TASK INSTRUCTIONS
Please render every line of the entries below as a JSON list of strings, with one string for each line and any blank lines left out.

SOURCE MATERIAL
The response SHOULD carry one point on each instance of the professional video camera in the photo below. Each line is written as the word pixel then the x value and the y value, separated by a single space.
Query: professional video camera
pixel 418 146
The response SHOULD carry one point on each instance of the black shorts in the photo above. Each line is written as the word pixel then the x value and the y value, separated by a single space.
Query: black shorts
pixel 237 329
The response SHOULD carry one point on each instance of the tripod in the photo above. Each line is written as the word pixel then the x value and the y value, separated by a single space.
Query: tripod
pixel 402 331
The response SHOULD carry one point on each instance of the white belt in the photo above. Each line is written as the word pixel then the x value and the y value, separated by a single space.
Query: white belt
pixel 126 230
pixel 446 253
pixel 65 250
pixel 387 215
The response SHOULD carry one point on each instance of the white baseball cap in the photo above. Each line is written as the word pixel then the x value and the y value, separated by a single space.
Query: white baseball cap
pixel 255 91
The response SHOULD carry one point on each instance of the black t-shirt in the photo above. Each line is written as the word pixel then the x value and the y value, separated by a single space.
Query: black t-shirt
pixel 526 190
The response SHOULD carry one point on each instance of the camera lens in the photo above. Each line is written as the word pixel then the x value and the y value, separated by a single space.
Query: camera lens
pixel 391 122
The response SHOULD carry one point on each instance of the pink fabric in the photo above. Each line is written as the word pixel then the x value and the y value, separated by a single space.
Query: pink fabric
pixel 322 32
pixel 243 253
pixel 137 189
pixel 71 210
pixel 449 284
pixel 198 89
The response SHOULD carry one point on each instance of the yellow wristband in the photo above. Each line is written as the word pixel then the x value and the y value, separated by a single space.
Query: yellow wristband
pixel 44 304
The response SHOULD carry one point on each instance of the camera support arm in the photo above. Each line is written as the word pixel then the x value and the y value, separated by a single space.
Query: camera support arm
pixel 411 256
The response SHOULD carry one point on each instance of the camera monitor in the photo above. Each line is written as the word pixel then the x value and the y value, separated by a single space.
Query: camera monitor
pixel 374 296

RESPONSE TO THE EXERCISE
[
  "The response SHOULD carry one point on each instance of the professional video camera in the photo below. Each line is written as the word pixel then the x value and the y value, separated by a single space.",
  "Query: professional video camera",
  "pixel 418 146",
  "The response SHOULD carry one point on each instance of the black shorts in the photo above. Each line is written as the word pixel then the x value and the y value, separated by a single space.",
  "Query: black shorts",
  "pixel 237 329",
  "The response SHOULD carry one point on each instance of the tripod in the photo above. Each line is written as the word pixel then the x value and the y value, separated by a single space.",
  "Query: tripod",
  "pixel 402 331",
  "The response SHOULD carry one point on each instance of the white belt in the photo above. Each line is written as the word pixel then the x value and the y value, separated by a single space.",
  "Query: white belt",
  "pixel 126 230",
  "pixel 446 253",
  "pixel 65 250",
  "pixel 387 215",
  "The response SHOULD carry one point on each instance of the white baseball cap in the photo above. Each line is written as the word pixel then the x value and the y value, separated by a single space.",
  "Query: white baseball cap",
  "pixel 255 91",
  "The response SHOULD carry one point on each instance of the black t-shirt in the photo above. Each line is written as the word pixel then the x value and the y value, separated by a single space.",
  "Query: black t-shirt",
  "pixel 526 190",
  "The response SHOULD carry one point on each instance of the camera lens in the photo above. Each line is written as the word pixel then the x value and the y value, separated by a single space.",
  "Query: camera lens",
  "pixel 391 122",
  "The response SHOULD carry one point on each instance of the pink fabric in the photo above. Each line is written as the word pixel then the x value and the y value, separated by a single space.",
  "Query: pink fabric",
  "pixel 322 32",
  "pixel 243 253",
  "pixel 137 189",
  "pixel 71 210",
  "pixel 449 284",
  "pixel 198 89",
  "The response SHOULD carry one point on each instance of the yellow wristband in the photo above. Each line is written as the word pixel then the x value and the y value, separated by a single space.",
  "Query: yellow wristband",
  "pixel 44 304",
  "The response SHOULD carry one point on each instance of the camera support arm in the photo above. Each line is written as the word pixel then the x value and the y value, separated by a single space.",
  "Query: camera support arm",
  "pixel 411 256",
  "The response SHOULD carry one point on each instance of the camera monitor in the photo above. Each line is written as the word pixel then the x value and the y value, separated by a single space.",
  "Query: camera monitor",
  "pixel 374 296"
]